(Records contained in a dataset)
____
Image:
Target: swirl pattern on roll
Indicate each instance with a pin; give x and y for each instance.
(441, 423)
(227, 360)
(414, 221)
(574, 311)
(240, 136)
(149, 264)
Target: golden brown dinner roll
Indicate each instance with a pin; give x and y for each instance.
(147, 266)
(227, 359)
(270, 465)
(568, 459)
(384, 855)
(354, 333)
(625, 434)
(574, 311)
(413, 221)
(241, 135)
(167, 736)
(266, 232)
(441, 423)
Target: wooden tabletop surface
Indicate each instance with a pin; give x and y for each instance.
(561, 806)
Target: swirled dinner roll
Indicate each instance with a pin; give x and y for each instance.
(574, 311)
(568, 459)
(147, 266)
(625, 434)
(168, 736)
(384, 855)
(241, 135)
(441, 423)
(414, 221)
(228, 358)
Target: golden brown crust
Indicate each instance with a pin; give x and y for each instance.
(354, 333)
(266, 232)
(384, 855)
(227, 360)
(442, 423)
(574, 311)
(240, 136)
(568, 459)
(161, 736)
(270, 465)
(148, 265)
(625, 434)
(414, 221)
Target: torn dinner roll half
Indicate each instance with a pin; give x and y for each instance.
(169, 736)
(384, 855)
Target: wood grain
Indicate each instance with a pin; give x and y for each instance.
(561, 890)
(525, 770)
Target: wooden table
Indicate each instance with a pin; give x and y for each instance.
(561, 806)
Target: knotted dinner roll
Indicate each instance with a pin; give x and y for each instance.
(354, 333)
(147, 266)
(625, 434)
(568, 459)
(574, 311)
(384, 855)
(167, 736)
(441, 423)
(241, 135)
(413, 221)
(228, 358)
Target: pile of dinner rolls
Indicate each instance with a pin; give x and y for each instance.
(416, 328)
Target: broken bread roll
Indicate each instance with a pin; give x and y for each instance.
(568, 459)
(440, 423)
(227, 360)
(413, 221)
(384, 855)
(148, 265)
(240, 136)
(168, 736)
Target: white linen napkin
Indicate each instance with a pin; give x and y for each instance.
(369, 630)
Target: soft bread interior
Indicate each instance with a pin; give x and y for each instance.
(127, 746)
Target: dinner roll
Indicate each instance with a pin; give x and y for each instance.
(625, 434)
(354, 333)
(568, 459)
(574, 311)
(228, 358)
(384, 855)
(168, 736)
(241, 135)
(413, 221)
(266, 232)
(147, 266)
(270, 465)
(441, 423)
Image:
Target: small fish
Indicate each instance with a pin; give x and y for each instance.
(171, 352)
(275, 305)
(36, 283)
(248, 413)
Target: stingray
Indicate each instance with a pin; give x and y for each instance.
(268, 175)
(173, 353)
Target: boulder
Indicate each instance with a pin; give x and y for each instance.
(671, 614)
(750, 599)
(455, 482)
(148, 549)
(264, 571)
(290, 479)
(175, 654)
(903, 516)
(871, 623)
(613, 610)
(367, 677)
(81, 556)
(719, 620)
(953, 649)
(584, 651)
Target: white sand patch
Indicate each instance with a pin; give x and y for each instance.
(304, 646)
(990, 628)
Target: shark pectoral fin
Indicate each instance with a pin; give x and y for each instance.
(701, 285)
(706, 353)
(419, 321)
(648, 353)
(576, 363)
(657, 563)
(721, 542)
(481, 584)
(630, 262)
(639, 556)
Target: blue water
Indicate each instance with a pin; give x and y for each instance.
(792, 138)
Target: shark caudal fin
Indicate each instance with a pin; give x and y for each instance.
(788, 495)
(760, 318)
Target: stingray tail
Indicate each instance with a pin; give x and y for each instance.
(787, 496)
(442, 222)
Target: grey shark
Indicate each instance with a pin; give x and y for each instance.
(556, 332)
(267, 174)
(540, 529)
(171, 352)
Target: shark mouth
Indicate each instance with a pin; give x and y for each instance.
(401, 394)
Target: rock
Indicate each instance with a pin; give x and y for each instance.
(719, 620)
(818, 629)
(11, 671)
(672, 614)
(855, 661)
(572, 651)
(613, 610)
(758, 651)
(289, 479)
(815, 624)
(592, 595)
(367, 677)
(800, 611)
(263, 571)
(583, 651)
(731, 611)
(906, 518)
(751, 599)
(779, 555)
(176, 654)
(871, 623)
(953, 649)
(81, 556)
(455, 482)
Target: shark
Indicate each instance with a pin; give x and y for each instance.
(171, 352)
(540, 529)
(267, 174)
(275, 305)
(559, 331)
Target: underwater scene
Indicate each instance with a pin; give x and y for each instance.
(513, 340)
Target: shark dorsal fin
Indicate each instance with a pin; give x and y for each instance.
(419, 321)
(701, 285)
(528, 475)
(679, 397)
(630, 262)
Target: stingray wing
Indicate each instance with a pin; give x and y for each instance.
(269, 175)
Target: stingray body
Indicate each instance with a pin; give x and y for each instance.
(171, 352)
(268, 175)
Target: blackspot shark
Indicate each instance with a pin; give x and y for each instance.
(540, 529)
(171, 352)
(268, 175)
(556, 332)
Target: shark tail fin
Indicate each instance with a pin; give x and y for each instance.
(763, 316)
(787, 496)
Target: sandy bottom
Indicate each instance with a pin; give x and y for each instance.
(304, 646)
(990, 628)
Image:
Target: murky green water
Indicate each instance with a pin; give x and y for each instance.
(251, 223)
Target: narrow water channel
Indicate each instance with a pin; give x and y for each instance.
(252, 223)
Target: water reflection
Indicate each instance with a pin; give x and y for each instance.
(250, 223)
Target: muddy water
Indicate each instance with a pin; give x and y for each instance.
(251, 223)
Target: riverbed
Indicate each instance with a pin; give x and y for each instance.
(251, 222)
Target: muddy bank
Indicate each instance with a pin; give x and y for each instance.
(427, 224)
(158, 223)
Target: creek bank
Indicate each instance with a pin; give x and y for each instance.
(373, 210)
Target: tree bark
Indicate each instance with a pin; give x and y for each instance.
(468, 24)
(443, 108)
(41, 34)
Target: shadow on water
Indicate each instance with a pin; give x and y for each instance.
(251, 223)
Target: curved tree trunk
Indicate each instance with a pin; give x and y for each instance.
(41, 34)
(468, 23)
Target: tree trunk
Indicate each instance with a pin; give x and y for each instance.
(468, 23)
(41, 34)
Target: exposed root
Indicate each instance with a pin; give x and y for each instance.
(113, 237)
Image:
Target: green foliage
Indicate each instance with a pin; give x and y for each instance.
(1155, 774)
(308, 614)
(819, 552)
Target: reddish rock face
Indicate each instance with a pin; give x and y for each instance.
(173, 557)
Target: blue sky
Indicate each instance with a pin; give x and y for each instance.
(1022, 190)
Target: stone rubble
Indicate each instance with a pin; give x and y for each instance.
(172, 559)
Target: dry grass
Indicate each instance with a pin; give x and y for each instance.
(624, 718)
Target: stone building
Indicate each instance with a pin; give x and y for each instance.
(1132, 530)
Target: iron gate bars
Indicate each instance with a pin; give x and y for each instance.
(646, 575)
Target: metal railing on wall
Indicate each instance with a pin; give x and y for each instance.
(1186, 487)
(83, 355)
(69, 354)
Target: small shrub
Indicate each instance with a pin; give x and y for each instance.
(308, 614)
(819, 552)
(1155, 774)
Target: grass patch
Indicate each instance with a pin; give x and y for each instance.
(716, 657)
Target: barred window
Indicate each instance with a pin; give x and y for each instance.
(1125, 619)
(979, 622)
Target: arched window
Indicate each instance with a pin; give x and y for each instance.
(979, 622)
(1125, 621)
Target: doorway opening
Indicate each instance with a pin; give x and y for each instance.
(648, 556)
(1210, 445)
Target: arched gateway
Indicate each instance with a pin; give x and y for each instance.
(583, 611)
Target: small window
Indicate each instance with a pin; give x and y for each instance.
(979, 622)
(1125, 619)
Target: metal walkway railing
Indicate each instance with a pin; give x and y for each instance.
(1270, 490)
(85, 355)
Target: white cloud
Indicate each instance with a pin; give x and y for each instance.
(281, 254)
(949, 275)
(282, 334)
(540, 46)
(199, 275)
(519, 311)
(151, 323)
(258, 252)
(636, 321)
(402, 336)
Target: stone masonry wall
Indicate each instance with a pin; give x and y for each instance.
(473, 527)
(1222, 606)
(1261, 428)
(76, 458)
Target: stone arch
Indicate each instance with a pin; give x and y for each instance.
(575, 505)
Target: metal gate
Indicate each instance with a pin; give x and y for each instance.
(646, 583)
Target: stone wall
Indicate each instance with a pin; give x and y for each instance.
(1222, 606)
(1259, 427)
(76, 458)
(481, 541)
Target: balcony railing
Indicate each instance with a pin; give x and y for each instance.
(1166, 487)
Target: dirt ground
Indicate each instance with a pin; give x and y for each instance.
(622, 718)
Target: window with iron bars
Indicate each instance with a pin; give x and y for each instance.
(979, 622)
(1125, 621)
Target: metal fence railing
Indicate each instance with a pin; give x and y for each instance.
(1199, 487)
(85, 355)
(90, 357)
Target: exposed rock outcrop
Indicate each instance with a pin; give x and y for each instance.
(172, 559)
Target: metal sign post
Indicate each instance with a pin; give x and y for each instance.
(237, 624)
____
Problem details: The word "iron" may appear in several lines of the data; copy every line where it does.

Task output:
Target: iron gate bars
Target: window with iron bars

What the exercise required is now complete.